## DATA FOR PROCESSING
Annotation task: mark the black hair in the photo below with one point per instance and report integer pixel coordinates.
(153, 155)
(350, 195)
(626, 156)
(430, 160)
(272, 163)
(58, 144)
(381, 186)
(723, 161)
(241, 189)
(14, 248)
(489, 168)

## THE REQUEST
Can you arrange every line of the data above as a numbered list, with any blank lines left out?

## EXERCISE ANSWER
1. Annotation task: mark the black hair in the photo below with one point per instance and report integer pixel coordinates.
2. (153, 155)
3. (350, 195)
4. (626, 156)
5. (430, 160)
6. (272, 163)
7. (58, 144)
8. (381, 186)
9. (723, 161)
10. (241, 189)
11. (14, 248)
12. (489, 168)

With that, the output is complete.